TASK GOAL: Leave out the pictures, then reproduce the rest of the material exactly.

Data records
++++
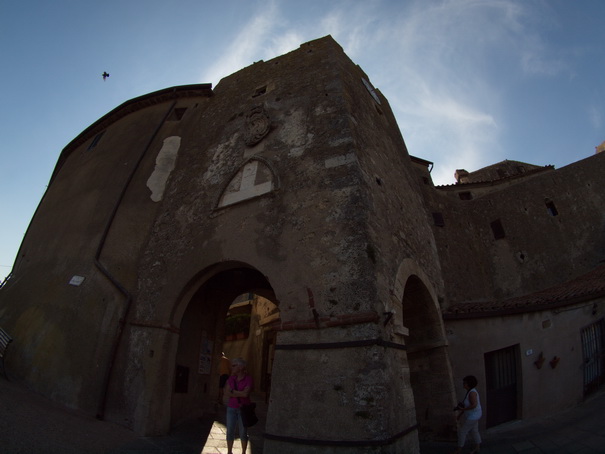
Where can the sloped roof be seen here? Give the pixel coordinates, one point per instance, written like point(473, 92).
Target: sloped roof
point(584, 288)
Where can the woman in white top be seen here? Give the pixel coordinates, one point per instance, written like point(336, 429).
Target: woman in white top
point(470, 408)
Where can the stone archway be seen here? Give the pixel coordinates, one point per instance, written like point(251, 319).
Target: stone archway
point(201, 337)
point(428, 358)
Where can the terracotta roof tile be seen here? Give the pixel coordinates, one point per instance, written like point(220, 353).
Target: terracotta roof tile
point(584, 288)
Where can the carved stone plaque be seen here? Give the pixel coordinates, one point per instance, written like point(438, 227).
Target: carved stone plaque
point(258, 126)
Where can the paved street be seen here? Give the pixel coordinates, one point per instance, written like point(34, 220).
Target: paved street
point(31, 424)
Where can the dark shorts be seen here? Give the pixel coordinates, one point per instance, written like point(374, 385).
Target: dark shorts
point(222, 380)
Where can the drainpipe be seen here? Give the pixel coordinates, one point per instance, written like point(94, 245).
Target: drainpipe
point(112, 279)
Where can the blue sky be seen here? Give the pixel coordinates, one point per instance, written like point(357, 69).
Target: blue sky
point(471, 82)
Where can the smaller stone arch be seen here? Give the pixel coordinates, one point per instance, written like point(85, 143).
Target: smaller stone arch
point(254, 178)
++++
FINISHED EXERCISE:
Where can the sloped roof be seen here? Give the pixel coordinates, one point per instance, written like point(473, 92).
Target: sloped roof
point(584, 288)
Where can the woman in white top be seen here? Give the pixel coordinates, one point per instance, written like point(336, 429).
Target: woman in white top
point(470, 408)
Where can the stone archway be seen here? Give the pixel coordinates, one point per instance, written like point(251, 319).
Target: stone archway
point(201, 337)
point(428, 358)
Where can the terracotta roof tile be seen here? Give the pixel coordinates, one point per instance, written like point(220, 353).
Target: terracotta roof tile
point(584, 288)
Where can the carved stone plaque be seen here? Give the pixel coordinates, one point per instance, written like point(438, 227).
Target: carved stone plaque
point(258, 126)
Where can the paved street be seen here? Give the pixel coordinates, one point per instance, written like point(34, 220).
Target: paved street
point(31, 424)
Where can the dark shorts be seen here? Give the pixel coordinates, one point per instance, written like point(374, 385).
Target: dark shorts
point(222, 380)
Where can the drainpipe be seen here? Give the pixel coordinates, one point per instance, written like point(94, 245).
Target: drainpipe
point(112, 279)
Where can the blue sky be seen here? Give the pixel coordinates, one point per instance, written like point(357, 69).
Target: blue sky
point(471, 82)
Where can the smaller stone arch be seen here? Give the pixel coordinates, one point per instance, written like point(85, 143).
Target: smaller stone arch
point(254, 178)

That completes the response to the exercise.